### Material to process
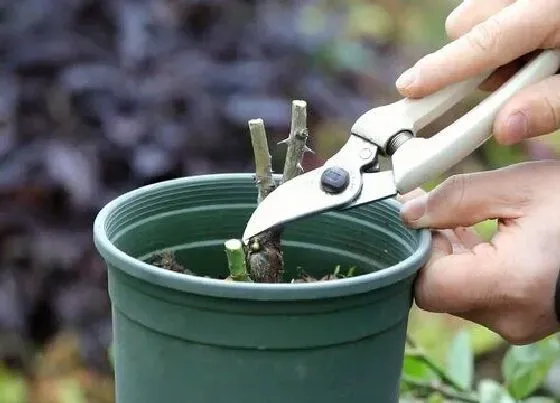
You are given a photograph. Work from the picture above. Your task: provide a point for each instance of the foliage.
(523, 370)
(106, 129)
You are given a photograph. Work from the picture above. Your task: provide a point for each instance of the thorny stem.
(296, 141)
(443, 390)
(236, 260)
(263, 164)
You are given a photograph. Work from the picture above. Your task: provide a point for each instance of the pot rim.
(240, 290)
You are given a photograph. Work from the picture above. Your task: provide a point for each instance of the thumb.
(466, 199)
(534, 111)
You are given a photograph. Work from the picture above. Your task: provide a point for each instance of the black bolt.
(335, 180)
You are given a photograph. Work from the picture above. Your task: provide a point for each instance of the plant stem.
(296, 141)
(266, 264)
(445, 391)
(236, 260)
(263, 164)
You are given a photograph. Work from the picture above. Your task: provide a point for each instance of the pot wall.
(191, 339)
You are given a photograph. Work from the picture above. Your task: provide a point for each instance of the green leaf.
(417, 369)
(435, 398)
(71, 392)
(492, 392)
(524, 368)
(460, 360)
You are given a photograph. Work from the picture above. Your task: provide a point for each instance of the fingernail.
(406, 79)
(413, 211)
(516, 128)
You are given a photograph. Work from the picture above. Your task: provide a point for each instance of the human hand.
(488, 34)
(507, 284)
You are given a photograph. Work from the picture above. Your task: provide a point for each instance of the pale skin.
(506, 284)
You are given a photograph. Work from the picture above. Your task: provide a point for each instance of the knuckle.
(552, 110)
(484, 37)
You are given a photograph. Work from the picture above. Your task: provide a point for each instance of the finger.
(493, 43)
(459, 283)
(464, 200)
(534, 111)
(467, 237)
(471, 13)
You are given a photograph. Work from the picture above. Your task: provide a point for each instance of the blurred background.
(98, 97)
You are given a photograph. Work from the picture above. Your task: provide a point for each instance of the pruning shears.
(352, 176)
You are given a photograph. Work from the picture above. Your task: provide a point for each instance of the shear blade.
(298, 198)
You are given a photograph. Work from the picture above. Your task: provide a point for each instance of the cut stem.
(236, 260)
(296, 141)
(263, 163)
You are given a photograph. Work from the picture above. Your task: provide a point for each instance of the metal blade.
(297, 198)
(375, 186)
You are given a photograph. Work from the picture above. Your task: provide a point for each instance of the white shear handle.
(421, 159)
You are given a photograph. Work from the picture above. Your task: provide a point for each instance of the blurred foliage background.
(100, 96)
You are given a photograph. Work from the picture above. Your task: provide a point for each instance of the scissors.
(351, 177)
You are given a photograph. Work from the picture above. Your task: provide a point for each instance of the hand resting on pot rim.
(508, 284)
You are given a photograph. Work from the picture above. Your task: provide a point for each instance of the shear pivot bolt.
(335, 180)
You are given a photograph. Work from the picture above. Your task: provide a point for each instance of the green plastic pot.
(190, 339)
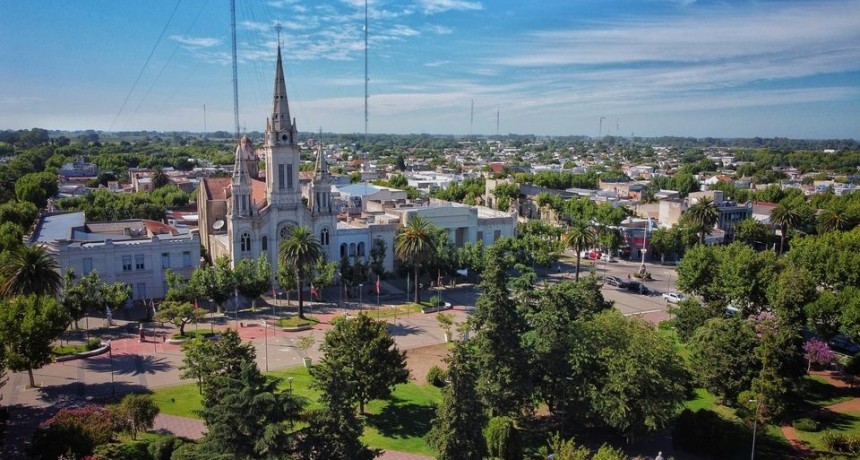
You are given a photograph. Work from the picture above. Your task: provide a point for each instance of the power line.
(146, 64)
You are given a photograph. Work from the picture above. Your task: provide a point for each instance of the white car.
(674, 297)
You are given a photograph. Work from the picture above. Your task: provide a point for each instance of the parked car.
(674, 297)
(637, 287)
(615, 281)
(843, 344)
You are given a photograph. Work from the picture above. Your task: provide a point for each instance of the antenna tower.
(235, 68)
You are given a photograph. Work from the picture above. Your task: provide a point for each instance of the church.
(248, 214)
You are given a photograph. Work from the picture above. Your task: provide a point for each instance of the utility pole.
(235, 68)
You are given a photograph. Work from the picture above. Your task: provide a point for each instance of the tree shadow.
(78, 393)
(129, 364)
(400, 419)
(400, 329)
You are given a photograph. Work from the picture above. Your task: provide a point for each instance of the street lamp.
(755, 426)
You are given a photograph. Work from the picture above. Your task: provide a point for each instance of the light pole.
(755, 425)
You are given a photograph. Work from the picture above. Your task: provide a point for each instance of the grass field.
(397, 424)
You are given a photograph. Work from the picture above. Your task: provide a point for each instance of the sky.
(730, 68)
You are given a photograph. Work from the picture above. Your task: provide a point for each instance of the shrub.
(805, 424)
(503, 439)
(705, 432)
(77, 431)
(93, 343)
(163, 447)
(437, 376)
(129, 451)
(841, 443)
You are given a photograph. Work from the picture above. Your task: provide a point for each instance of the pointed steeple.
(244, 151)
(280, 129)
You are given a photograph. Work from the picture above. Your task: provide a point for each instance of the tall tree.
(28, 326)
(722, 357)
(787, 216)
(365, 352)
(457, 432)
(214, 281)
(249, 417)
(334, 433)
(504, 385)
(703, 215)
(253, 278)
(414, 245)
(579, 237)
(301, 252)
(30, 270)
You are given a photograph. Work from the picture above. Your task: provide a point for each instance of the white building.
(134, 252)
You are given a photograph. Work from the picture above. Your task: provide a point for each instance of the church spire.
(281, 128)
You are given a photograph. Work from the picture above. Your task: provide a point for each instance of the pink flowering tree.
(818, 352)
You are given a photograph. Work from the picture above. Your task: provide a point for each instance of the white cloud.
(440, 6)
(196, 42)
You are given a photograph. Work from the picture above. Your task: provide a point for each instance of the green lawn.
(398, 424)
(838, 423)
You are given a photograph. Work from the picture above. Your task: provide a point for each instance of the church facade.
(248, 214)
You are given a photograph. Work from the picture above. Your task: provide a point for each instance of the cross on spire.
(278, 28)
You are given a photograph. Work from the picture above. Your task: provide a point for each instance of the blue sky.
(650, 67)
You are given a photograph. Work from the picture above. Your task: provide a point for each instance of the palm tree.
(703, 215)
(30, 270)
(836, 219)
(300, 251)
(414, 243)
(579, 237)
(785, 216)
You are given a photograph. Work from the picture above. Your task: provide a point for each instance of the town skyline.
(701, 69)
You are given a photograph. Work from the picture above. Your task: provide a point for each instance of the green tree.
(215, 282)
(366, 354)
(723, 358)
(414, 245)
(139, 411)
(30, 270)
(698, 273)
(504, 385)
(579, 237)
(503, 440)
(753, 233)
(248, 417)
(28, 326)
(36, 188)
(206, 361)
(253, 278)
(179, 314)
(301, 252)
(334, 433)
(787, 216)
(460, 417)
(633, 376)
(703, 216)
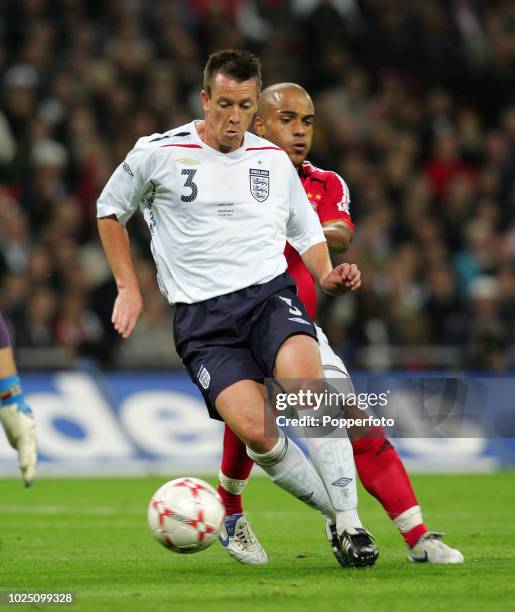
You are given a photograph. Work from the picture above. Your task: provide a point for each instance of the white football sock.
(231, 485)
(409, 518)
(289, 469)
(334, 462)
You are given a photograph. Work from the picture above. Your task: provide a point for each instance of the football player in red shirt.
(286, 117)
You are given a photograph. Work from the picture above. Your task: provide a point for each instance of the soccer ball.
(186, 515)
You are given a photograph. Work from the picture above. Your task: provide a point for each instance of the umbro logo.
(127, 168)
(306, 498)
(298, 320)
(342, 482)
(188, 161)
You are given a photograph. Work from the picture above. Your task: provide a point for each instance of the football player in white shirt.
(220, 204)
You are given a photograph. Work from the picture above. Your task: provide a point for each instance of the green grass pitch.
(90, 536)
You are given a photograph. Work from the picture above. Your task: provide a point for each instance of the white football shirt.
(218, 221)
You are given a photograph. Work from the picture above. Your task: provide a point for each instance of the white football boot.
(239, 541)
(431, 549)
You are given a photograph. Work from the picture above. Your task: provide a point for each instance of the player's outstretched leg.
(237, 536)
(241, 406)
(299, 357)
(383, 475)
(15, 414)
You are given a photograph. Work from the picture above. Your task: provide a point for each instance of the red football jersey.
(329, 196)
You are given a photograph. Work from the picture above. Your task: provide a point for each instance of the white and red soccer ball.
(186, 515)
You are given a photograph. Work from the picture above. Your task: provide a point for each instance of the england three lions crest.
(259, 184)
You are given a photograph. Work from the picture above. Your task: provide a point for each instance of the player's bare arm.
(128, 305)
(338, 235)
(334, 281)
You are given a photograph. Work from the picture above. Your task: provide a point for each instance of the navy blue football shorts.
(237, 336)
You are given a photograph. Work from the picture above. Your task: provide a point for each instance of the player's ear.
(205, 100)
(259, 126)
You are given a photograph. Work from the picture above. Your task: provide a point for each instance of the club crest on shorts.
(204, 377)
(259, 184)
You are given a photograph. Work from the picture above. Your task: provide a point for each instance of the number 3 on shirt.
(190, 184)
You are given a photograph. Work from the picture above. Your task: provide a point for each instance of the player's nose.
(299, 129)
(235, 116)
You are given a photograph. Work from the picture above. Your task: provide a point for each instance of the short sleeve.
(335, 204)
(303, 228)
(127, 185)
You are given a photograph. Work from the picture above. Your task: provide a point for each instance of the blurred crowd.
(415, 106)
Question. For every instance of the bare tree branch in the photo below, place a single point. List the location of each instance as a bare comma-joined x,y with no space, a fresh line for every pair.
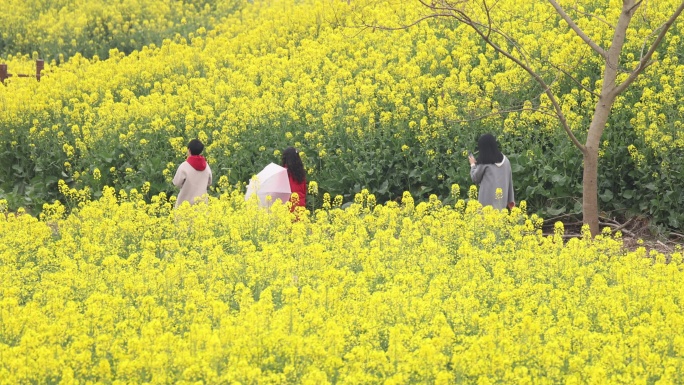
577,29
635,6
645,60
591,15
538,79
569,75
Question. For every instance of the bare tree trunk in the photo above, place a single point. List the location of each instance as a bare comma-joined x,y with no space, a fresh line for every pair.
590,207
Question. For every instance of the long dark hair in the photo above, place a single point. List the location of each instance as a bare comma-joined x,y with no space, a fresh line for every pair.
489,150
294,165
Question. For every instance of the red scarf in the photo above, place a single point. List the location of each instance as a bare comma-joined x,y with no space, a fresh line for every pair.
198,162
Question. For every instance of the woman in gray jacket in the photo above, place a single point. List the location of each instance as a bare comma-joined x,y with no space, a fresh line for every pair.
492,171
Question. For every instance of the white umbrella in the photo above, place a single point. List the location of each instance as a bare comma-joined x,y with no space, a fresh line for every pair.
271,181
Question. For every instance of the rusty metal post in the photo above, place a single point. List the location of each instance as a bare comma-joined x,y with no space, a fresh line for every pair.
3,73
40,64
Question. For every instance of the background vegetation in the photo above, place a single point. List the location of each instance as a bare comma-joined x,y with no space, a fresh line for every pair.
391,111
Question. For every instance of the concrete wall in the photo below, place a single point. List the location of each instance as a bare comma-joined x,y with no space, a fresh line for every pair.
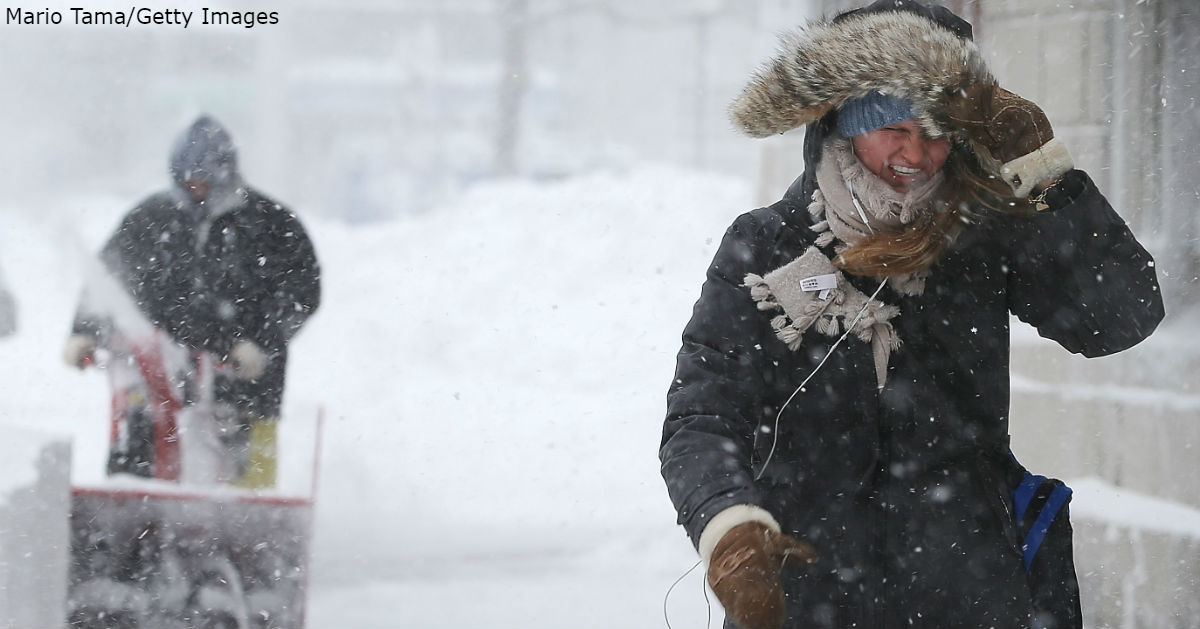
1117,81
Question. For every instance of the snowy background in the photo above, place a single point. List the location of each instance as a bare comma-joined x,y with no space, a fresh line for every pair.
492,376
502,310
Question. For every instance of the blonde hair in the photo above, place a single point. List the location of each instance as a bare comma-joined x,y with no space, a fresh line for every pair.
967,192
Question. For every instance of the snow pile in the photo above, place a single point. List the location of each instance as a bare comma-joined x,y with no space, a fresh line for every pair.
493,377
34,511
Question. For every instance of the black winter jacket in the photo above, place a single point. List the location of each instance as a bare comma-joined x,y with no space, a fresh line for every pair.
250,273
904,491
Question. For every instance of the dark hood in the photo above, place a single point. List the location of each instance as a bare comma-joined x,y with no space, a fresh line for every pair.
899,47
204,151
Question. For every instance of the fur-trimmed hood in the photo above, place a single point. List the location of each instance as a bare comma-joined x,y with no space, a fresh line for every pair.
897,47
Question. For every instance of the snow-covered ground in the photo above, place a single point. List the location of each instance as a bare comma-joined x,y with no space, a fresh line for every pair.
492,378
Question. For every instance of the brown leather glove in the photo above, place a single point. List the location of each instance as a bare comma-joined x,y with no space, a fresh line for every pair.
743,573
1009,130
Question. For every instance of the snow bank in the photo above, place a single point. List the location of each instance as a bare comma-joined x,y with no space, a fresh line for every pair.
35,503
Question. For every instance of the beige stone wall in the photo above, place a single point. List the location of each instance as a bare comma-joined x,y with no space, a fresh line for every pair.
1113,77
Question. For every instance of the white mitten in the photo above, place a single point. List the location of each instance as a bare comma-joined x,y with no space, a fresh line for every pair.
79,348
249,360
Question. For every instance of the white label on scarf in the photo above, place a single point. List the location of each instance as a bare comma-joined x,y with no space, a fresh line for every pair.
819,282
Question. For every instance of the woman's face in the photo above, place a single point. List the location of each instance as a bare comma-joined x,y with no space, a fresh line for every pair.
901,154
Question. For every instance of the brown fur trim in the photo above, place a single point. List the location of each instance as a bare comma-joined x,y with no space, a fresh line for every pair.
822,66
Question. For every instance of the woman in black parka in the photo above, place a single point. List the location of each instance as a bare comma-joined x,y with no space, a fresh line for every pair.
220,268
837,432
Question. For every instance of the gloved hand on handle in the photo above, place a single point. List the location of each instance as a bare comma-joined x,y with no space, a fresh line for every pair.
249,360
743,570
1011,132
79,351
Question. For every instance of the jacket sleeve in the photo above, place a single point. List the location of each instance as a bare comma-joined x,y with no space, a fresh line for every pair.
287,279
708,433
1079,275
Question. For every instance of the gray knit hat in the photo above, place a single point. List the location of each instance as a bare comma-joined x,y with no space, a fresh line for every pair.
874,111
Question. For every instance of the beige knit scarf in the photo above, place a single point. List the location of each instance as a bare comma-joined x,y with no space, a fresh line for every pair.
810,292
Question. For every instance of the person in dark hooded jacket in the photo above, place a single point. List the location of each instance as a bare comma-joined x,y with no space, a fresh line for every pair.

### Description of the task
Render the part of the records that opens with the line containing "Question. For every instance of the gray" and runs through the end of the records as a Markdown table with the columns Row and Line, one numbered row per line, skipping any blank lines.

### Full response
| Row | Line |
|---|---|
| 1 | Question. For every instance of the gray knit hat in the photo above, place a single point. List the location of each instance as a bare comma-joined x,y with no space, a fresh line for every pair. |
| 2 | 874,111 |
| 3 | Question. For every instance of the beige knit scarf in the photo above, place a single point. List the location of each instance as a bare comma-joined x,y with no space, a fresh line for every pair. |
| 4 | 810,292 |
| 5 | Question. For every instance of the person in dark hooded jacket in the photo above, place a single point. List the location of each instance as a bare comma-joined x,y with no space, a fresh line for every pair. |